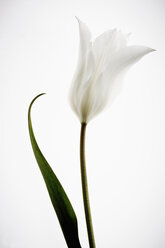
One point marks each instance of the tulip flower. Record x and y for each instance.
(101, 66)
(97, 80)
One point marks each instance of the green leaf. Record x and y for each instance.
(60, 201)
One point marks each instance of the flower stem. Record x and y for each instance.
(85, 187)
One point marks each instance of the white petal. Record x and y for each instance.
(119, 65)
(84, 67)
(131, 55)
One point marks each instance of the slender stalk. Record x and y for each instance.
(85, 187)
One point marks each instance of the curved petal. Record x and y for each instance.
(119, 65)
(84, 66)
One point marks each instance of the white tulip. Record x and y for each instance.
(101, 64)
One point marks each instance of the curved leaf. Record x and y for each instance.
(60, 201)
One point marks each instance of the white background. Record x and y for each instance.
(125, 144)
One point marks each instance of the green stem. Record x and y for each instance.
(85, 188)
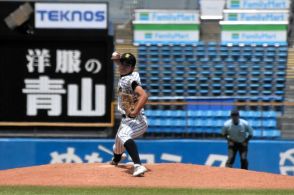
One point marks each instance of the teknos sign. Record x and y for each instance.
(71, 15)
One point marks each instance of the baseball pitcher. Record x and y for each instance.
(131, 100)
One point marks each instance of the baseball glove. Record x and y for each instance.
(128, 102)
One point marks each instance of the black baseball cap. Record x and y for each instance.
(235, 112)
(128, 59)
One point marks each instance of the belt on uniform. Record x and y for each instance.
(125, 116)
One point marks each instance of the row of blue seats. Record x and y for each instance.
(221, 65)
(273, 133)
(214, 92)
(247, 54)
(214, 73)
(206, 59)
(203, 47)
(207, 123)
(209, 114)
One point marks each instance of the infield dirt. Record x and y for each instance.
(165, 175)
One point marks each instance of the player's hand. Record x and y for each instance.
(133, 114)
(245, 143)
(231, 143)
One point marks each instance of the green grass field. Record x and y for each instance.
(127, 191)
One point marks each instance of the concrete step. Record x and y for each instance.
(286, 119)
(287, 134)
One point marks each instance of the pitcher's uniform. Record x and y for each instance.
(130, 128)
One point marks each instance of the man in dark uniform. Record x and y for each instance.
(238, 132)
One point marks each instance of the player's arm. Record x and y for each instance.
(250, 132)
(141, 101)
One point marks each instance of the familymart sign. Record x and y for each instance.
(258, 32)
(166, 26)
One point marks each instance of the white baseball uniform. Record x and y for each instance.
(130, 128)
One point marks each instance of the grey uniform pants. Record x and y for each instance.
(233, 148)
(130, 128)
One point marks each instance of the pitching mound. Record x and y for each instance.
(166, 175)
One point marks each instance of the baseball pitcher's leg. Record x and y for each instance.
(131, 147)
(231, 155)
(243, 156)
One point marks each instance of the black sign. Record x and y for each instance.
(53, 79)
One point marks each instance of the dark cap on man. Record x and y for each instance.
(128, 59)
(234, 112)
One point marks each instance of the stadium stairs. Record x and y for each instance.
(287, 120)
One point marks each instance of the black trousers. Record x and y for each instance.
(233, 148)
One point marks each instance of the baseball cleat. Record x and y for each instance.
(139, 170)
(123, 157)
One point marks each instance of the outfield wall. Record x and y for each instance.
(264, 155)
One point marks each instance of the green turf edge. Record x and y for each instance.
(31, 190)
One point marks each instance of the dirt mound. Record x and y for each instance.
(166, 175)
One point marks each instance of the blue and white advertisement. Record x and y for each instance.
(263, 155)
(256, 15)
(71, 15)
(258, 4)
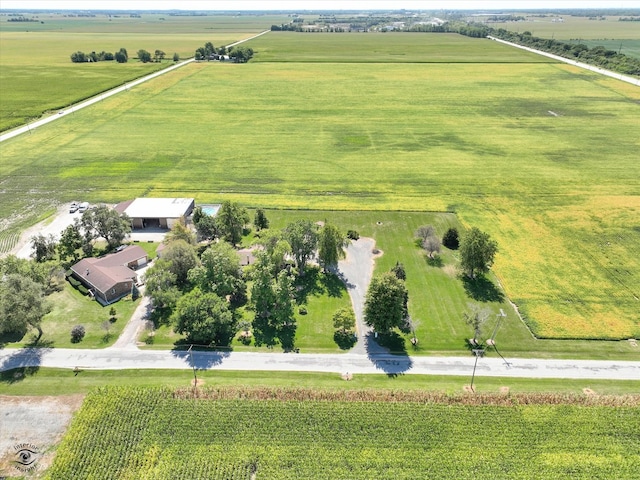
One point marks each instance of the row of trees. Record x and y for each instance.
(598, 56)
(99, 222)
(200, 295)
(121, 56)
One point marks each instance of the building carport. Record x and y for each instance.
(157, 212)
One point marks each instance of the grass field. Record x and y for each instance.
(558, 191)
(138, 433)
(37, 75)
(70, 308)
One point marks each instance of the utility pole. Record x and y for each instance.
(195, 378)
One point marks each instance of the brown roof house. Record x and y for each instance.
(111, 277)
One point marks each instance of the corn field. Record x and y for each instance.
(135, 433)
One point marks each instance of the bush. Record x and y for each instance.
(77, 334)
(451, 239)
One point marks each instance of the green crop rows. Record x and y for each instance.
(138, 433)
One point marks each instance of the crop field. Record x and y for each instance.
(37, 75)
(383, 48)
(542, 156)
(572, 28)
(158, 434)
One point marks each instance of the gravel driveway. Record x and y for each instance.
(356, 271)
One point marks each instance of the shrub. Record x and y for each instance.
(353, 235)
(77, 334)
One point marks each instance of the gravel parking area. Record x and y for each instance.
(31, 426)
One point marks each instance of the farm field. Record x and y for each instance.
(549, 172)
(37, 75)
(574, 27)
(151, 433)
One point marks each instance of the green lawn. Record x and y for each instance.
(150, 433)
(541, 156)
(71, 308)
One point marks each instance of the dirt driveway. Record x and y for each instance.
(30, 427)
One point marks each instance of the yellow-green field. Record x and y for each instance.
(37, 75)
(541, 156)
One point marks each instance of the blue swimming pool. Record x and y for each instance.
(210, 209)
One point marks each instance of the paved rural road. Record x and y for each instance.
(119, 359)
(602, 71)
(102, 96)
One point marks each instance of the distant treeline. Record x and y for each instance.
(22, 19)
(598, 56)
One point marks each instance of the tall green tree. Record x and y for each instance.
(260, 220)
(144, 56)
(180, 231)
(70, 242)
(477, 252)
(331, 243)
(22, 304)
(161, 285)
(303, 239)
(107, 223)
(384, 307)
(182, 258)
(44, 247)
(231, 220)
(220, 270)
(204, 318)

□ □ □ □ □ □ □

EXERCISE => Return the lines above, from the one containing "One point marks each instance of the blue swimming" to the end, exactly as they stand.

RESPONSE TO THE EXERCISE =>
One point marks each instance of the blue swimming pool. Record x and y for each instance.
(210, 209)
One point marks each instance of the paved rural road. Record x and y for each instance.
(119, 359)
(602, 71)
(102, 96)
One point marks each instance of the distant treeline. Record x and y for each instance.
(22, 19)
(598, 56)
One point marks each instance of the tall green tree. Record x and y for each instance.
(260, 220)
(144, 56)
(180, 231)
(70, 242)
(477, 252)
(331, 243)
(22, 304)
(161, 285)
(303, 239)
(107, 223)
(384, 307)
(182, 258)
(44, 247)
(231, 220)
(220, 270)
(204, 318)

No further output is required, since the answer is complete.